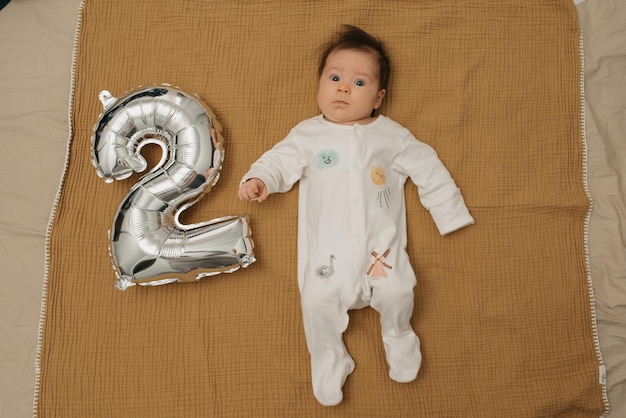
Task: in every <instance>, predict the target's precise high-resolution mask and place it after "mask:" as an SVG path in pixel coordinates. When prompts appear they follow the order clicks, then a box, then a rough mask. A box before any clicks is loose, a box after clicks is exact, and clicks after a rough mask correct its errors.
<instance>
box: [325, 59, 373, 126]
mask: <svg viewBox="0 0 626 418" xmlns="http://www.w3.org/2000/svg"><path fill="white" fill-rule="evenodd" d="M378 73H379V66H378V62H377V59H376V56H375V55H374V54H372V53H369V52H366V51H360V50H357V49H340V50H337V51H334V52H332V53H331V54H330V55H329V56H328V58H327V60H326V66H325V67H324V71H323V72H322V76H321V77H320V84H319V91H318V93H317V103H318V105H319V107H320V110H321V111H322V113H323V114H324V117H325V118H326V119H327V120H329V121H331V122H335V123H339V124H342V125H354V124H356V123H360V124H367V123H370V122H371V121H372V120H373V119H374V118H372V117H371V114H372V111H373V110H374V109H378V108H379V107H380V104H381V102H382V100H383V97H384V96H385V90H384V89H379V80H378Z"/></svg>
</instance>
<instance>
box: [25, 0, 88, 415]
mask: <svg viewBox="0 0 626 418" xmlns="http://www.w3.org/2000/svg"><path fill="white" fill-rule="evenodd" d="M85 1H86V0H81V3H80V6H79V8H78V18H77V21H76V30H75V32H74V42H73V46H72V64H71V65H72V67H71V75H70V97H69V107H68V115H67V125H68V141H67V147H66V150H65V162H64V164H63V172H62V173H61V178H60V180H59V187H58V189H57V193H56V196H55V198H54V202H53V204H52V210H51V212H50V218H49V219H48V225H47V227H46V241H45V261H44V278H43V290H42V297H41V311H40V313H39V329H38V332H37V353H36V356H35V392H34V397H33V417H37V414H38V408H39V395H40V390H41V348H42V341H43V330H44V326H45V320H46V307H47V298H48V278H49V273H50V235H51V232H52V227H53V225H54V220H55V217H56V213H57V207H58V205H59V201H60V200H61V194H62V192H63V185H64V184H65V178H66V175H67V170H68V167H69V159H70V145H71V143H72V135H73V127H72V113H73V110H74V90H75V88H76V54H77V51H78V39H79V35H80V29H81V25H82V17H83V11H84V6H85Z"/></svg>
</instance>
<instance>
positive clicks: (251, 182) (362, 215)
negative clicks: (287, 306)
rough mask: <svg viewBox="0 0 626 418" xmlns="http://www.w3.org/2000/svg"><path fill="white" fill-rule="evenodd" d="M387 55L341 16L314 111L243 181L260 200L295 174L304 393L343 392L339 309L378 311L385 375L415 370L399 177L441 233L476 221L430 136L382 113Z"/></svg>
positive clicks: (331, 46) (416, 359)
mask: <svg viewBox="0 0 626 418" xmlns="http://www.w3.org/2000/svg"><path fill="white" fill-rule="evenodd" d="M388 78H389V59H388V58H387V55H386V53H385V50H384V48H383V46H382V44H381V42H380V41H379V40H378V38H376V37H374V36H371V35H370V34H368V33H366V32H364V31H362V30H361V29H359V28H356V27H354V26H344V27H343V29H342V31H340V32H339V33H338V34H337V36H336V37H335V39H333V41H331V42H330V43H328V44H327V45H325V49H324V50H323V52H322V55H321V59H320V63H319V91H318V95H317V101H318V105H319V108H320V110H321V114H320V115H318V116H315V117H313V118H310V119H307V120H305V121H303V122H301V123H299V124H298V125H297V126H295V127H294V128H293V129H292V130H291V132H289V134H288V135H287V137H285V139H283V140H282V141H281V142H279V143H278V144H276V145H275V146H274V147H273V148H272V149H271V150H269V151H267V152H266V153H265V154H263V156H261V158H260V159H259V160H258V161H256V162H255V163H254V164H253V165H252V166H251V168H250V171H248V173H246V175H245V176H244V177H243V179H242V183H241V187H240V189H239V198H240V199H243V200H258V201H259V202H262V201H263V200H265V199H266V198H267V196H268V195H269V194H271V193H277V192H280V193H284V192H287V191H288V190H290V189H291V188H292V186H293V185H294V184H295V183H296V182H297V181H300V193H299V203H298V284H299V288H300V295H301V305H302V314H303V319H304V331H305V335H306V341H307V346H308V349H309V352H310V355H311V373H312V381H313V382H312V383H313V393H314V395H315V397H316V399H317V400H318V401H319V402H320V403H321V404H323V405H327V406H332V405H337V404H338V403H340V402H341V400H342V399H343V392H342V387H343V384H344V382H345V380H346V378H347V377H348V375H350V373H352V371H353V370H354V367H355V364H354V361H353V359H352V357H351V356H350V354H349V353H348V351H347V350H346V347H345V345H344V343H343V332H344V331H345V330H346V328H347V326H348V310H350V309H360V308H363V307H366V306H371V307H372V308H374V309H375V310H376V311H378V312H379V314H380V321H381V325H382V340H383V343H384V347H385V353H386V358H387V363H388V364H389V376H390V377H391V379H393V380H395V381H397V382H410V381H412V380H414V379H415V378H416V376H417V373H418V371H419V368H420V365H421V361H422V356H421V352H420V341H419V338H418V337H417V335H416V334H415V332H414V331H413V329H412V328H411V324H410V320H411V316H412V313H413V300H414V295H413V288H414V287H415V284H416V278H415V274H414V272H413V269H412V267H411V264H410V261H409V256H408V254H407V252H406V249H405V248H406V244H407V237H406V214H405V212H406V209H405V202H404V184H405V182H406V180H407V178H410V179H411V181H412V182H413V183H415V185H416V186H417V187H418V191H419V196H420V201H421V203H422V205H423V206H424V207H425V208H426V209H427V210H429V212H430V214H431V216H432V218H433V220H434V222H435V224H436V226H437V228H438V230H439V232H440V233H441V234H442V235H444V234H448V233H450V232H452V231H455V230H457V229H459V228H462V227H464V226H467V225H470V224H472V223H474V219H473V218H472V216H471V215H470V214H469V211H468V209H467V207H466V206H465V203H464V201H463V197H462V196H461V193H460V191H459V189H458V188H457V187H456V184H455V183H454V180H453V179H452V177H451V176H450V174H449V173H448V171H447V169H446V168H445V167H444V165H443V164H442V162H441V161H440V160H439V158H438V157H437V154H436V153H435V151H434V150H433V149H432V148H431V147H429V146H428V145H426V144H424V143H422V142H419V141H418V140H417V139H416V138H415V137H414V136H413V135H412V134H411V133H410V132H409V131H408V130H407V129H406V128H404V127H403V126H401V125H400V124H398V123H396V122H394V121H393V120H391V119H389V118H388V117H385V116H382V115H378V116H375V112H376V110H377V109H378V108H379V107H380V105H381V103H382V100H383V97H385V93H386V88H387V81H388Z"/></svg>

####

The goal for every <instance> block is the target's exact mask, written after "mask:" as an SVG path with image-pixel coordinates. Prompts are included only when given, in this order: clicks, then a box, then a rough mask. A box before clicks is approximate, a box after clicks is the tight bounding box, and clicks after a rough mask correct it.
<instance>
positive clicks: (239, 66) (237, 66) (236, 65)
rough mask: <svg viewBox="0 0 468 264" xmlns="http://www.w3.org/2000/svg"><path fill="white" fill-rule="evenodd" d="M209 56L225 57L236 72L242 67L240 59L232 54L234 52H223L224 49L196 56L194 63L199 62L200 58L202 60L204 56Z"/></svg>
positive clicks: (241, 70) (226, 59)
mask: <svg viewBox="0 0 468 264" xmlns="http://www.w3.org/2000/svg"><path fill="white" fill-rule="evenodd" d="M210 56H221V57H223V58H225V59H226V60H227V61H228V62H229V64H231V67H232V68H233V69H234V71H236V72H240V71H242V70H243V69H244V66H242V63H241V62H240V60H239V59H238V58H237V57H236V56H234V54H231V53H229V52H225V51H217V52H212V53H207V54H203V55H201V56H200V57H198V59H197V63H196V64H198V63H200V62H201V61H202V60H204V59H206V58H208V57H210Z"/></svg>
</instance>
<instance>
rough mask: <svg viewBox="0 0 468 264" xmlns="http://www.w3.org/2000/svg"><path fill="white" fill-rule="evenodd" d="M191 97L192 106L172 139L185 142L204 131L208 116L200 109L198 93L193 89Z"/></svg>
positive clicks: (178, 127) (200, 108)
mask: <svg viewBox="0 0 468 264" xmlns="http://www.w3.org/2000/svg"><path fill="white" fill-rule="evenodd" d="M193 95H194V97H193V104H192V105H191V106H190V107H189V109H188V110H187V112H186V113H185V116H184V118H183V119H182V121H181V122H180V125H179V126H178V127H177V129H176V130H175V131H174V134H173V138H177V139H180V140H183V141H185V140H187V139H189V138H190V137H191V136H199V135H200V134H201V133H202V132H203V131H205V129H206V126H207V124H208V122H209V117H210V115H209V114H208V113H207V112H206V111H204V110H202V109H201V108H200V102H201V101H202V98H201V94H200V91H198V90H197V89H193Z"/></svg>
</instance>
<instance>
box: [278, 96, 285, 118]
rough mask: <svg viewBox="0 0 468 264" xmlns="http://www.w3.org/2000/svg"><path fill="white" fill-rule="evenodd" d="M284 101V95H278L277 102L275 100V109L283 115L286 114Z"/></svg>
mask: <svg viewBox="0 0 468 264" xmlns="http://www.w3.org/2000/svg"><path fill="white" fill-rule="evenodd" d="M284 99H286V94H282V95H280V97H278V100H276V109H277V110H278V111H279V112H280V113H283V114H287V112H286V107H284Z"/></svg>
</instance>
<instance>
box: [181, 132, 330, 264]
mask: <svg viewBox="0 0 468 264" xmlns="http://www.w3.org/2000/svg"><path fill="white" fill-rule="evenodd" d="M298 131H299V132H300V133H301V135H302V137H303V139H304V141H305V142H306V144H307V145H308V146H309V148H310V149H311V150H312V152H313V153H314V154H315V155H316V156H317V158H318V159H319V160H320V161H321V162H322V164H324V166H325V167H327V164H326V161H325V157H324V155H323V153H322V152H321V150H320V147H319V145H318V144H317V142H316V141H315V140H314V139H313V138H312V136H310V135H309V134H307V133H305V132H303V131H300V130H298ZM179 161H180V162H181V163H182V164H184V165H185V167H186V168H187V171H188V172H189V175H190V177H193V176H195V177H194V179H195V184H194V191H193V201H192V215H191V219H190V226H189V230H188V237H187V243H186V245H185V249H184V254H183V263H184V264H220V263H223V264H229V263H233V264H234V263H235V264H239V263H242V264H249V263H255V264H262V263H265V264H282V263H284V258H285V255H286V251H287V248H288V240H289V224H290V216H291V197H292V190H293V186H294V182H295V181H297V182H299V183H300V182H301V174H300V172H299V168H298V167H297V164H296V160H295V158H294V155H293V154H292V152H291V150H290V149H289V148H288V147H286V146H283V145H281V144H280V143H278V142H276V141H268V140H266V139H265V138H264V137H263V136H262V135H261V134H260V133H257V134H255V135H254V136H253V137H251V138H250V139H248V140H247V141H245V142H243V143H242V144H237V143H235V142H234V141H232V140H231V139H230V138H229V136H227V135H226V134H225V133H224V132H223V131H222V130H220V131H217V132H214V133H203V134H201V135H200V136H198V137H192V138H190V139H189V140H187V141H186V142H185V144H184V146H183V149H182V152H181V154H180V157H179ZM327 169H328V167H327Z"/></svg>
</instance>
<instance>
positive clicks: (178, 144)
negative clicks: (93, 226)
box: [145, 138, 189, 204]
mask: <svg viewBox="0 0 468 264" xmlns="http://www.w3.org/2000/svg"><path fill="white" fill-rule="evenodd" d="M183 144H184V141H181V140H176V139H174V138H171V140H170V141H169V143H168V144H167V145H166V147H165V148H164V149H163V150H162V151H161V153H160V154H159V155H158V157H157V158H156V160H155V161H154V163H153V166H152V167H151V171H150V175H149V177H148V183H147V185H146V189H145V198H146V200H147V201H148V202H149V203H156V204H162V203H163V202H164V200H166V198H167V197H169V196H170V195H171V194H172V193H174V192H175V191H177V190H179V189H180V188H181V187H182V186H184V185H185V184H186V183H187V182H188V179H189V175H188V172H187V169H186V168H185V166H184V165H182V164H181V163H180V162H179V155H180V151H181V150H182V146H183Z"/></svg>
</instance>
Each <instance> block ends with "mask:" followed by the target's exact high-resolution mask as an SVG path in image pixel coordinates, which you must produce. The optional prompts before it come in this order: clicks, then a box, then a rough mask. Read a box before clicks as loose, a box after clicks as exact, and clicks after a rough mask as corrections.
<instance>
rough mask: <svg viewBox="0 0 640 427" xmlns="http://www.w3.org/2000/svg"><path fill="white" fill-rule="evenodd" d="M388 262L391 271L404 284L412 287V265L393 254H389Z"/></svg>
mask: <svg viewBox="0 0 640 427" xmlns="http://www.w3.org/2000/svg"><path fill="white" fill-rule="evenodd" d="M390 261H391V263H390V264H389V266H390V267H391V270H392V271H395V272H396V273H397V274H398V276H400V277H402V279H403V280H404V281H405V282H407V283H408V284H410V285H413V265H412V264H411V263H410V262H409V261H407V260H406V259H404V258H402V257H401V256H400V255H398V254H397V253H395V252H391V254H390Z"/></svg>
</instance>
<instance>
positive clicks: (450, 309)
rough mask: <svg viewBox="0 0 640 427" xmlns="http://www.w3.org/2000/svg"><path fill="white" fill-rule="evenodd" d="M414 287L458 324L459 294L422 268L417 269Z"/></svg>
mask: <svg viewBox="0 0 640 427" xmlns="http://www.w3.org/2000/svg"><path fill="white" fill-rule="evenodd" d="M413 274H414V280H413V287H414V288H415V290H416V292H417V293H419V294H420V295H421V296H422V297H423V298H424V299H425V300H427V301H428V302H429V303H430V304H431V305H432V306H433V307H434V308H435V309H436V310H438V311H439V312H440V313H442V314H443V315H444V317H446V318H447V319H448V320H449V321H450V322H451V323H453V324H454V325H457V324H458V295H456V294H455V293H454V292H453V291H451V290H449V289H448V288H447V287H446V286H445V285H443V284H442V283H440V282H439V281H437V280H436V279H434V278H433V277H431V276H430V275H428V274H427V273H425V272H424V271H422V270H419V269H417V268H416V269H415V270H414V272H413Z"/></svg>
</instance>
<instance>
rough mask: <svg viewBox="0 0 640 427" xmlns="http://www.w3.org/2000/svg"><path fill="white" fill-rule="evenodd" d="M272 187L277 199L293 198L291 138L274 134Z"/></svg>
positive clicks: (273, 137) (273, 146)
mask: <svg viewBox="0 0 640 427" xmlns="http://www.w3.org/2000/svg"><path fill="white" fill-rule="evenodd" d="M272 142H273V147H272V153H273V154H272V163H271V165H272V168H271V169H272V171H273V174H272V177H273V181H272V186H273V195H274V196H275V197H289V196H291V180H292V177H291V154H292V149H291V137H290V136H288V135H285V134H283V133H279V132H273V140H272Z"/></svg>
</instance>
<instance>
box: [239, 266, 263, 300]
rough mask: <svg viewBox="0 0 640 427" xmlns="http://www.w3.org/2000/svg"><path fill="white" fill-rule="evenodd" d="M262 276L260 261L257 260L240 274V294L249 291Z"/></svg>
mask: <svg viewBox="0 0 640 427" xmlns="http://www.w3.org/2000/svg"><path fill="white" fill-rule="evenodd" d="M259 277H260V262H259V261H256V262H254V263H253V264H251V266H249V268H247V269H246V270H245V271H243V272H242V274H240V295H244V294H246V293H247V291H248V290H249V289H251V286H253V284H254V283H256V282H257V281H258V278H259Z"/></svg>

####

Go through the data and return each line where the word "negative" appears.

Written answer
negative clicks: (287, 306)
negative clicks: (93, 226)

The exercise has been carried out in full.